--- BEGIN Items ---

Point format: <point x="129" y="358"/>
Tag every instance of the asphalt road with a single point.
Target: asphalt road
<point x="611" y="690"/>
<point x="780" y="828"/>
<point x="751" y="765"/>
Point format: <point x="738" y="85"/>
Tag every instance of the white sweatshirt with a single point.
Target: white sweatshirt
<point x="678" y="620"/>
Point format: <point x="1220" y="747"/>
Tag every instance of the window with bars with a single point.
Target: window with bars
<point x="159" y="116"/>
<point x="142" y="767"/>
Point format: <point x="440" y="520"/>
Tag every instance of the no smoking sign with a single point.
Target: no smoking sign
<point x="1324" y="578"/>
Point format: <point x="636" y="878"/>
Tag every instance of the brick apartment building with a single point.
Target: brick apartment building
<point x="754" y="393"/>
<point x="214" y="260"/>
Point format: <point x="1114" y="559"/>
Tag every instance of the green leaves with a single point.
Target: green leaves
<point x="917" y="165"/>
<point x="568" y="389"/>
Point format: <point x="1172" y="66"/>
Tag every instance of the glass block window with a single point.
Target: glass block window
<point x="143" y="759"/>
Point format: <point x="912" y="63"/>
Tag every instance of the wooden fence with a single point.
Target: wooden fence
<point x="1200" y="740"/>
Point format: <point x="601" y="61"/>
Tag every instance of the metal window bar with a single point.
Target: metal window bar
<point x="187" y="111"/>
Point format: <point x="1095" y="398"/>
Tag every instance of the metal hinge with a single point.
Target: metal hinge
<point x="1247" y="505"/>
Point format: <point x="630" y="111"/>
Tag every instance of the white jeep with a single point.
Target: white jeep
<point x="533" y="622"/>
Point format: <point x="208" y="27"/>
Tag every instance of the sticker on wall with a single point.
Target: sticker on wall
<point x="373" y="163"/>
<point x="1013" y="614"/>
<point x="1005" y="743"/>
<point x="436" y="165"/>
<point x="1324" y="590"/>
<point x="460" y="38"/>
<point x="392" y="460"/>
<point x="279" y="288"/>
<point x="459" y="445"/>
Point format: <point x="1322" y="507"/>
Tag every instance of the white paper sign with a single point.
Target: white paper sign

--- END Items ---

*Instructions to follow*
Restate the data above word for word.

*Solution below*
Point format: <point x="129" y="358"/>
Tag every instance of the asphalt road with a single point.
Target: asphalt road
<point x="611" y="690"/>
<point x="780" y="828"/>
<point x="751" y="765"/>
Point format: <point x="738" y="85"/>
Tag every instance of the white sweatshirt with a single point.
Target: white sweatshirt
<point x="678" y="620"/>
Point format: <point x="1220" y="747"/>
Tag every instance of the window with bars with a single point.
Target: window with bars
<point x="159" y="116"/>
<point x="142" y="767"/>
Point format: <point x="440" y="520"/>
Tag every instance of the no smoking sign with a single point.
Target: no smoking sign
<point x="1324" y="578"/>
Point format: <point x="636" y="878"/>
Tag every instance of the brick apartment building with a single point.
Target: brick apartment building
<point x="754" y="393"/>
<point x="214" y="260"/>
Point format: <point x="1114" y="559"/>
Tag every instance of the green leaves with a single point.
Target: green leaves
<point x="917" y="165"/>
<point x="568" y="389"/>
Point format: <point x="1172" y="66"/>
Tag every instance of the glass block window with a single point.
Target: glass block window
<point x="143" y="759"/>
Point format: <point x="912" y="63"/>
Tag every instance of the wooden fence with a single point.
Target: wooden fence
<point x="1200" y="740"/>
Point format: <point x="601" y="61"/>
Tag every instance of the metal window bar with a single point.
Target: metal window bar
<point x="187" y="111"/>
Point format: <point x="1095" y="398"/>
Tag every instance of the metal hinge with a single point.
Target: metal hinge
<point x="1247" y="505"/>
Point format: <point x="630" y="111"/>
Tag every instance of the white jeep with a single point.
Target: white jeep
<point x="533" y="622"/>
Point format: <point x="208" y="27"/>
Tag every instance of the sticker on wall with a single point.
Target: sticker on wall
<point x="373" y="163"/>
<point x="1013" y="614"/>
<point x="1005" y="743"/>
<point x="436" y="165"/>
<point x="1324" y="590"/>
<point x="460" y="38"/>
<point x="392" y="460"/>
<point x="279" y="288"/>
<point x="459" y="445"/>
Point format: <point x="1322" y="507"/>
Tag every instance of the white paper sign with a single point.
Target: white paper sign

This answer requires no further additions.